> _EXERCISE DIRECTIONS_
From the entries below, work out how many lines contain the string "help"; answer with the number alone.

> _PROVIDED INFORMATION_
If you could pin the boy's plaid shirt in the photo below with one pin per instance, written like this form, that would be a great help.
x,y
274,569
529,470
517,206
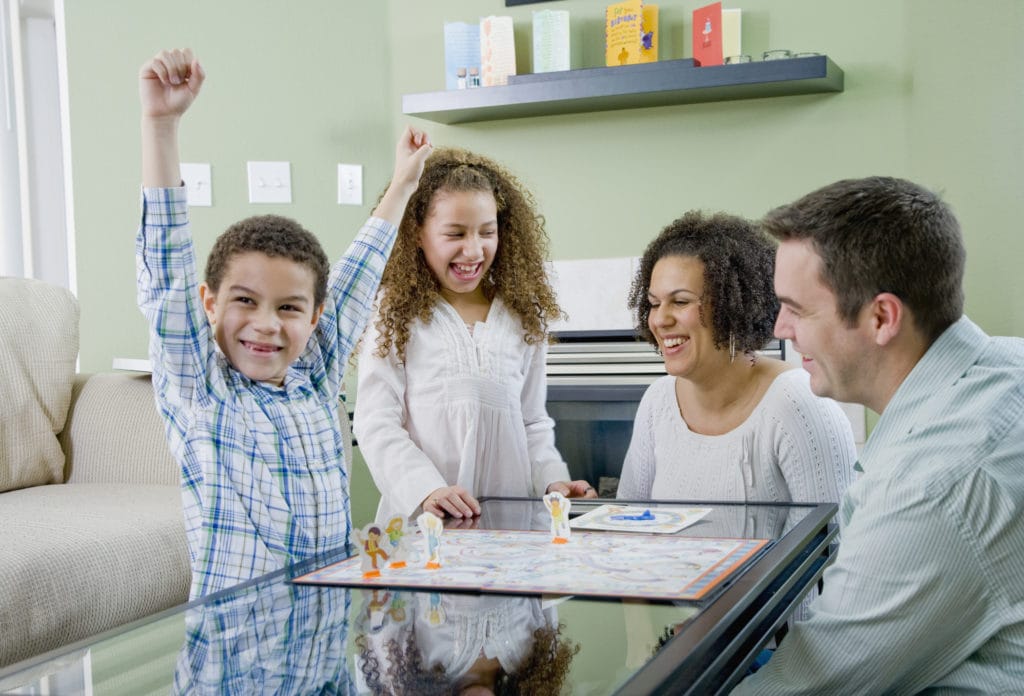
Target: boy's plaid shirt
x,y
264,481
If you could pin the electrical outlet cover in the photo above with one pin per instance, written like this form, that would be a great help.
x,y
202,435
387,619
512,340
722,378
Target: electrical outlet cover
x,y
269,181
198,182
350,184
* * *
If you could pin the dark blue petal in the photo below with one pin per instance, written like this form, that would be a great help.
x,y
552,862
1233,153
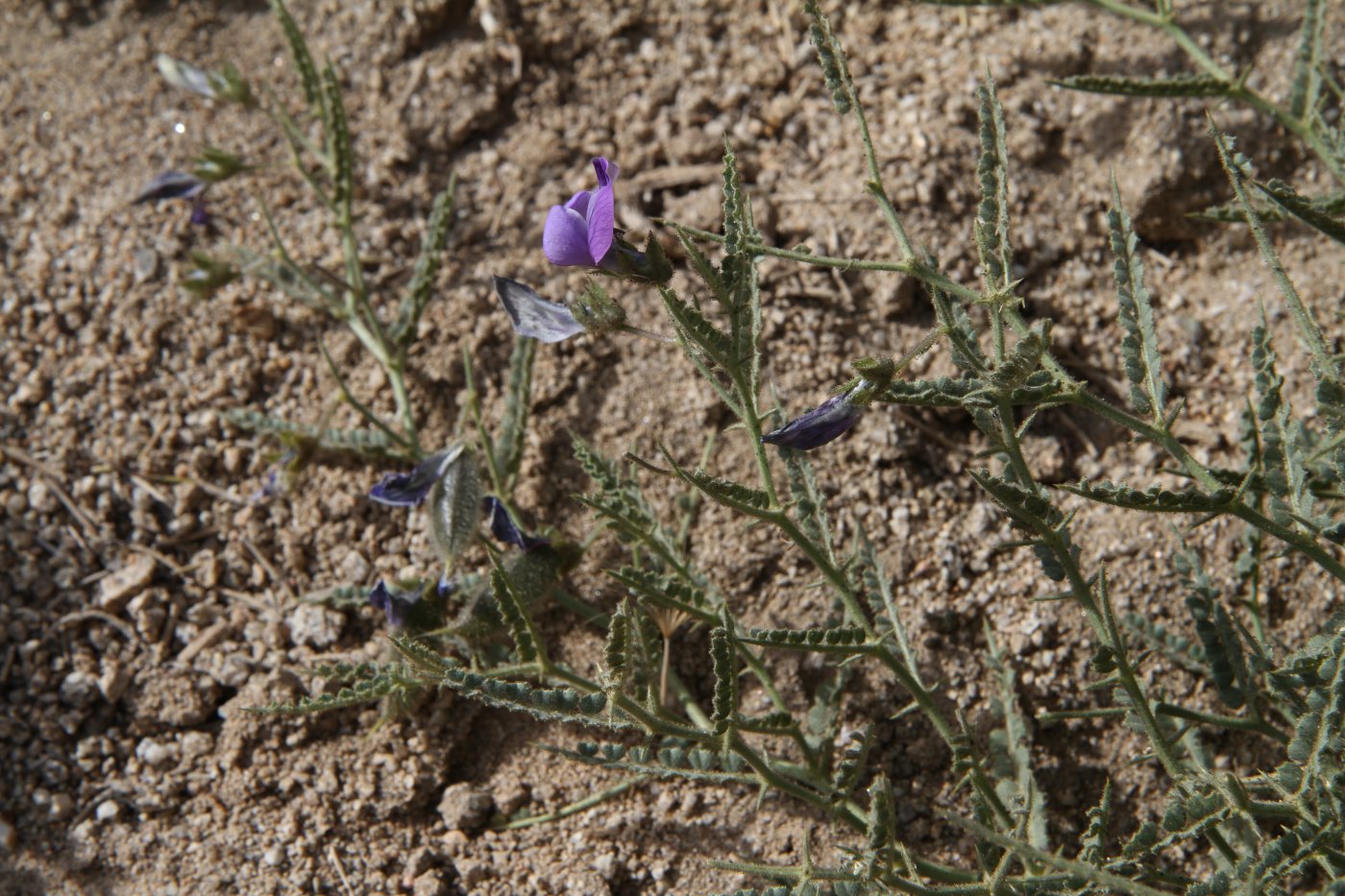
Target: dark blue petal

> _EXERCISE OUTPUT_
3